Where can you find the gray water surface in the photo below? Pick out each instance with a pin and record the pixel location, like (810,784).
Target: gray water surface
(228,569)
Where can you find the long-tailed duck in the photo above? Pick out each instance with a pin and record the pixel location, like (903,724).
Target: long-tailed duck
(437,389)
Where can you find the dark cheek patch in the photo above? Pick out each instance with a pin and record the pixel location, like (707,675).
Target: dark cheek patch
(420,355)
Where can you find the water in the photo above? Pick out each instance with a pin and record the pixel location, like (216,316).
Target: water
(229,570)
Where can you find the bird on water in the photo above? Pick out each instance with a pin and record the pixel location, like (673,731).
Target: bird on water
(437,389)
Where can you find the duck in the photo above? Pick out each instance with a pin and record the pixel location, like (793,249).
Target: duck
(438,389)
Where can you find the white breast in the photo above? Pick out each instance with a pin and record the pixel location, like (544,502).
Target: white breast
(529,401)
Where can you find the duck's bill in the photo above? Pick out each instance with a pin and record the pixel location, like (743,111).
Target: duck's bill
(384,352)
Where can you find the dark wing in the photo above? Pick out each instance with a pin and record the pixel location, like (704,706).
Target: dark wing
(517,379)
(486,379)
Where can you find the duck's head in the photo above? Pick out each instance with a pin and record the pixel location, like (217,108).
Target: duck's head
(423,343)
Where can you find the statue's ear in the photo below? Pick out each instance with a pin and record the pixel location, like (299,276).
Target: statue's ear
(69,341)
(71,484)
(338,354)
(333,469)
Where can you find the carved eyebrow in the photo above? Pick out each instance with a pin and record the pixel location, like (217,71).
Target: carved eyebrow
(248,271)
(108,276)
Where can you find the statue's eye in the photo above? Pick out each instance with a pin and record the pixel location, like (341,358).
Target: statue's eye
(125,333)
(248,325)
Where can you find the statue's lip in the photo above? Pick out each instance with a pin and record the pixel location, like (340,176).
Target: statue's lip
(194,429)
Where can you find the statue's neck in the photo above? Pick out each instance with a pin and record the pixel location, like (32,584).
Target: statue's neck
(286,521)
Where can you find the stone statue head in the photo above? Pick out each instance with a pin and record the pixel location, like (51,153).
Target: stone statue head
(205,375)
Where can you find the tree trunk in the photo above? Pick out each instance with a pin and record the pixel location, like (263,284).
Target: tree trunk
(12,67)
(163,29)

§ **WHAT IS REQUIRED**
Repeat the whole listing above, word for word.

§ **FINAL ANSWER**
Where can you find the gray water surface in the photo below? Pick out each instance with a pin and record the pixel location, like (810,784).
Target: gray water surface
(228,569)
Where can you find the long-tailed duck in the photo above? Pick out each instance with a pin and record the pixel location, like (903,724).
Target: long-tailed duck
(437,389)
Where can you find the dark cheek patch in the photo above? Pick out each instance with a pin and record the pixel location, like (707,675).
Target: dark cheek patch
(420,355)
Where can you find the water in the photo above? Pick out each instance with a pin and record the pixel location, like (216,316).
Target: water
(229,570)
Where can you find the bird on water in the photo above? Pick out each instance with a pin and record the pixel location, like (673,731).
Target: bird on water
(437,389)
Where can you find the duck in the photo above? Pick out each instance with a pin and record the pixel location, like (793,249).
Target: duck
(438,389)
Where can you find the white breast in the photo above? Pick out each instance with a pin and record the pixel location, like (544,502).
Target: white breast
(529,401)
Where can you find the duck's bill in the photo above? Pick out each instance with a pin and record the pixel location, like (743,111).
Target: duck's bill
(384,352)
Where can you find the dark wing in the photo above? Pick out each instance with a pin and record the pixel location, like (704,706).
Target: dark wing
(517,379)
(486,379)
Where can you find the duck's head in the photo above? Pick out each instance with a pin and record the pixel location, like (217,108).
Target: duck's head
(423,343)
Where can you find the statue's ear in the photo below? Pick out each instance with a pin and record the pixel location, like (299,276).
Target: statue's ear
(69,341)
(71,484)
(338,354)
(333,469)
Where can you find the carved eyebrow in the photo above? Pick out each instance with a pin and record the pixel location, like (217,71).
Target: carved eyebrow
(248,271)
(108,276)
Where can you find the statue's eye in the photo above? Pick out each instance with a pin and record the pixel location, like (341,358).
Target: statue's eye
(125,333)
(248,325)
Where can you find the statue's lip in the photo above? Pick out each instance with a pin and record the pixel location, like (340,176).
Target: statue's lip
(194,429)
Where can you find the statue's neck in the photo above? Pick out each instance with a pin and record the pixel location, like (32,584).
Target: statue's neck
(286,521)
Where can you find the stone statue head in the photo above? Pick out each instance with a pin and record the pixel location, like (51,153).
Target: stone statue head
(205,375)
Where can you find the tree trunk in the photo above? Pick out each instance with a pin and record the pixel location, like (263,284).
Target: tree trunk
(12,67)
(163,29)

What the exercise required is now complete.